→ Required actions
A. Answer these questions about the article on code licensing and dependencies, one answer per line:
(i) About how many packages can a single npm install express command bring in?
(ii) What do organizations drop in the repository root after drafting them?
(iii) Which licenses fall under the Red category?
B. Please continue the article on code licensing and dependencies from the point where it stops.

→ Text

::::::::

The dependency problem
It’s not just AI-generated code. When an engineer runs pip install or npm install, they’re pulling in libraries and those libraries pull in their dependencies, which pull in their dependencies. A single npm install express command could bring in nearly 60 packages and each has its own licence. Most engineers have never checked. Most don’t even know that they should.
What organisations typically get wrong
The instinct is usually to solve this with an IP ownership document, a licence asserting “all code created here belongs to us”. Organisations draft internal proprietary licences, drop them in the repository root and assume the problem is solved. This is exactly what my client was doing. However, that doesn’t solve the problem because you cannot override a third party’s copyright by putting your own licence file next to their code. The GPL doesn’t care what your employment contracts say because copyright law doesn’t work like that! In any event, the ownership question is the easy one (employment IP provisions handle that). The hard question is: ‘what obligations/restrictions have attached to code you’ve incorporated and are you complying with them?’
What actually works
ORganisations that get this right in my view need three things:
1. A development policy with a licence classification system
Give engineers a traffic-light framework they can apply without legal training:
| Colour | Licences | Rule |
| 🟢 Green | MIT, BSD, Apache 2.0 | Use freely. Keep attribution notices. |
| 🟡 Amber | LGPL, MPL | Use with caution. Keep the component separate. Get sign-off from department lead. |
| 🔴 Red | GPL, AGPL, SSPL | Stop. Do not incorporate without legal review. |
This needs to apply to both AI-generated code and manually imported dependencies.

::::::::

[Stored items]
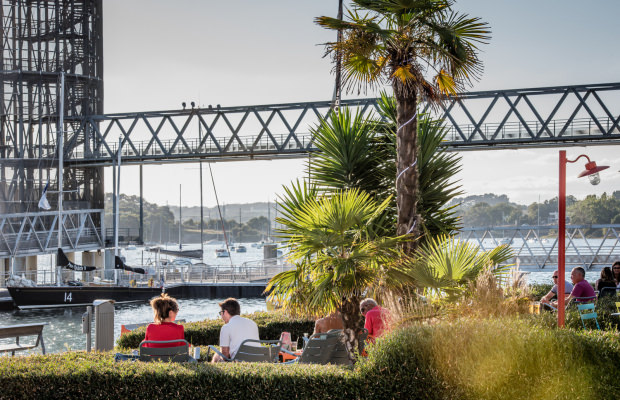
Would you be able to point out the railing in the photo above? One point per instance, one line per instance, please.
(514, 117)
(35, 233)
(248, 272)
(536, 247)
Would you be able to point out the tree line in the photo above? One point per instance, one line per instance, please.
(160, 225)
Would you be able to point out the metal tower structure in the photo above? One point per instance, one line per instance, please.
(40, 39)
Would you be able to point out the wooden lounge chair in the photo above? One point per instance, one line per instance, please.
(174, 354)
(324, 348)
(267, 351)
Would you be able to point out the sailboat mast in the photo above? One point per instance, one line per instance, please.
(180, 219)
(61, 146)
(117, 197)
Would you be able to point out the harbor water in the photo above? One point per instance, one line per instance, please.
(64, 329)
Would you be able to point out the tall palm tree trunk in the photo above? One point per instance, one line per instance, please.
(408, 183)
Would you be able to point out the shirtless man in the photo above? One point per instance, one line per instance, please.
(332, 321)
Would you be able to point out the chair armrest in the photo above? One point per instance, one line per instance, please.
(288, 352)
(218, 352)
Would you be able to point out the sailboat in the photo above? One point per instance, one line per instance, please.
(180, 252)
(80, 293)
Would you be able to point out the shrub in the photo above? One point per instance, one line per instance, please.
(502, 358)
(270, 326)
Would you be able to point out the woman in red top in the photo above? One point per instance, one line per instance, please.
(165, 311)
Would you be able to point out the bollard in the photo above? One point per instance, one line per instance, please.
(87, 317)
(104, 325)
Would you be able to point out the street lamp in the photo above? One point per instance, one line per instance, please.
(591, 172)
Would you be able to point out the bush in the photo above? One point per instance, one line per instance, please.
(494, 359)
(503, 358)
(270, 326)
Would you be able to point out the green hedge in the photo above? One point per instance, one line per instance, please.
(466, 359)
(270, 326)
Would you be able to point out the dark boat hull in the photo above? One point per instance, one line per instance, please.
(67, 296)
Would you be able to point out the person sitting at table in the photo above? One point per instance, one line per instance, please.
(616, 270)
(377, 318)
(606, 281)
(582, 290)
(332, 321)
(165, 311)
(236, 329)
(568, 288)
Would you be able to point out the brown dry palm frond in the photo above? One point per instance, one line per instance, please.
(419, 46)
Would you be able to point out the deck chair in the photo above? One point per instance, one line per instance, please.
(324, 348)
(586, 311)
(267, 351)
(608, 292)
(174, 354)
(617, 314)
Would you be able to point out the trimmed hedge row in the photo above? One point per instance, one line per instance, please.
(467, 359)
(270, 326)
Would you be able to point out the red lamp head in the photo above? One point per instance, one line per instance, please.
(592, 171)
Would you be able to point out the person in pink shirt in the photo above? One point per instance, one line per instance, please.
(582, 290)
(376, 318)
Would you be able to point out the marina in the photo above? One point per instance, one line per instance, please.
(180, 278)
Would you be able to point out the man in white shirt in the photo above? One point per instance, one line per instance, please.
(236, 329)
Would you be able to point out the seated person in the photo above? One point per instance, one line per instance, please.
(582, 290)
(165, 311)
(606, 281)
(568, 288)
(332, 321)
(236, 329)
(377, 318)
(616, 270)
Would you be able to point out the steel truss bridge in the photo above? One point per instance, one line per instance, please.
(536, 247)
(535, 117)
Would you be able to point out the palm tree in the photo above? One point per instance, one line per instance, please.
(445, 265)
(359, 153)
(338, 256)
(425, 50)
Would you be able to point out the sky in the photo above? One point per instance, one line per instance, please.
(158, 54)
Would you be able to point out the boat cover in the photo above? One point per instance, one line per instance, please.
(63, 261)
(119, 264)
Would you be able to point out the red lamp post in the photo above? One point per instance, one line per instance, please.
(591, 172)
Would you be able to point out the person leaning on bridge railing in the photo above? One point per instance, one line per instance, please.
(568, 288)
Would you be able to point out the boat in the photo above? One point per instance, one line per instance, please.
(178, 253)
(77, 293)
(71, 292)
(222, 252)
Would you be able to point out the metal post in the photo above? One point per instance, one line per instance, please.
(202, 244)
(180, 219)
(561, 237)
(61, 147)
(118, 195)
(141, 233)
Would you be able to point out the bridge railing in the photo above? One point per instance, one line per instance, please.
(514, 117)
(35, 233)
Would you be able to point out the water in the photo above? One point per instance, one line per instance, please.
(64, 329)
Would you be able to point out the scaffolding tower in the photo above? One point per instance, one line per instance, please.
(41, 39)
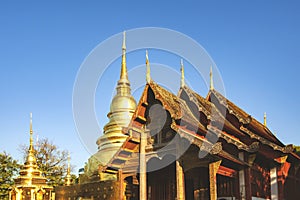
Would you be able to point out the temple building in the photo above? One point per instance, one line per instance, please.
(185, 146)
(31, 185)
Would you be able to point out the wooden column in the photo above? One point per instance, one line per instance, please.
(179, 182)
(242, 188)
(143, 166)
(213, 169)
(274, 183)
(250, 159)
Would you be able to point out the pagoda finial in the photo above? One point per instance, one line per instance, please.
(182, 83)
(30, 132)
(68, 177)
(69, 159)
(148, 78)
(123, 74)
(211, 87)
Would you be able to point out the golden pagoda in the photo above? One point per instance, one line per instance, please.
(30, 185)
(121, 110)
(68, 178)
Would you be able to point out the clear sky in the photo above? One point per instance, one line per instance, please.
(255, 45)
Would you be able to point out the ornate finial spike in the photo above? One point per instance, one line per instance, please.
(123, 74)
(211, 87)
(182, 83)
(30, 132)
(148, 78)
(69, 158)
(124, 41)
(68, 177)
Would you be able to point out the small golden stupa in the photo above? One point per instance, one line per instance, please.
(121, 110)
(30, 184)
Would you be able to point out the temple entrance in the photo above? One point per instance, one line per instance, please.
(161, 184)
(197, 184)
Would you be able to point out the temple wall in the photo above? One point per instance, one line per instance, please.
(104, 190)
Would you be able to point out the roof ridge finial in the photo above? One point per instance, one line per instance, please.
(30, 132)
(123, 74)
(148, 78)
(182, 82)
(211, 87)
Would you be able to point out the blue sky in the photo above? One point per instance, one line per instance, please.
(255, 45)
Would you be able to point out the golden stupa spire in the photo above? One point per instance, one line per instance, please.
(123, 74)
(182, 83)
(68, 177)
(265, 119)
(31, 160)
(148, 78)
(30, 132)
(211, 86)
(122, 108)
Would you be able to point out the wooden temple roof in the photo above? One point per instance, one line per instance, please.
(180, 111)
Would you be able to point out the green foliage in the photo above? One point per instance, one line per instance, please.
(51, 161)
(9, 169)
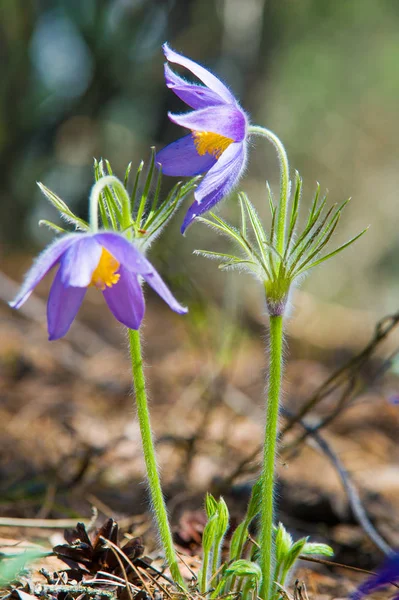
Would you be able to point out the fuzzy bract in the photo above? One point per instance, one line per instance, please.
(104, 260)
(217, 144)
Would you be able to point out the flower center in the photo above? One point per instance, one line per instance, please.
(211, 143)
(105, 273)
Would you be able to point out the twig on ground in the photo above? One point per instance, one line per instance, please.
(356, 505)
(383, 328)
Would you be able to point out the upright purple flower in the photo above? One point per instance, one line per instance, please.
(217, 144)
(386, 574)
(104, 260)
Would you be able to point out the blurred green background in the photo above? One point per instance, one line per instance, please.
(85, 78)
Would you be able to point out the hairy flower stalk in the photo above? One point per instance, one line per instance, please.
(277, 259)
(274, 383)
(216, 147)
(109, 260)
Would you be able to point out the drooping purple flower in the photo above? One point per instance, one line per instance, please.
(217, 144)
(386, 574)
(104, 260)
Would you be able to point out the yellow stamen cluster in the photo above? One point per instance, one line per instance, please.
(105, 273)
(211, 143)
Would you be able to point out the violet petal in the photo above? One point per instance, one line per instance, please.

::::::::

→ Answers provided
A.
(i) Nearly 60 packages.
(ii) Internal proprietary licenses.
(iii) GPL, AGPL and SSPL.

B.
2. Practical tooling
Policy without tooling is wishful thinking. At a minimum organisations need:
- A licence scanner that runs on every commit or pull request (FOSSA, Snyk, Trivy, or even command-line tools like license-checker).
- A Software Bill of Materials (SBOM) for each project listing every dependency and its licence.
- A review gate requiring human sign-off before AI-generated code is merged.
These aren’t expensive or complex to implement. Most can be added to an existing GitHub workflow in an afternoon.
3. Education, not just enforcement
Engineers aren’t ignoring licence compliance maliciously, some of them know about it (certainly, those who are ‘my age’!) but some may never have been told it matters. My response to the client I was advising was to draft a short, practical awareness guide that explains why (in terms that resonate with their domain). In my view, this changes behaviour far more effectively than a 30 page governance policy they’ll never read.
The retrospective problem
If your engineers have been vibe coding for months without any of this in place, you probably have existing repositories with unknown licence exposure. The temptation is to panic or to ignore it.
The right approach is a structured, no-blame audit:
- Run a licence scanner across existing projects.
- Flag anything red or amber.
- For each flagged item, determine whether it can be replaced with a permissive alternative? Can it be isolated? Or does it need to stay (with proper compliance)?
- Document the outcome.
Most contamination in internal tools can be resolved by swapping one library for another. Things are rarely business critical but you need to know the level of risk that the organisation faces.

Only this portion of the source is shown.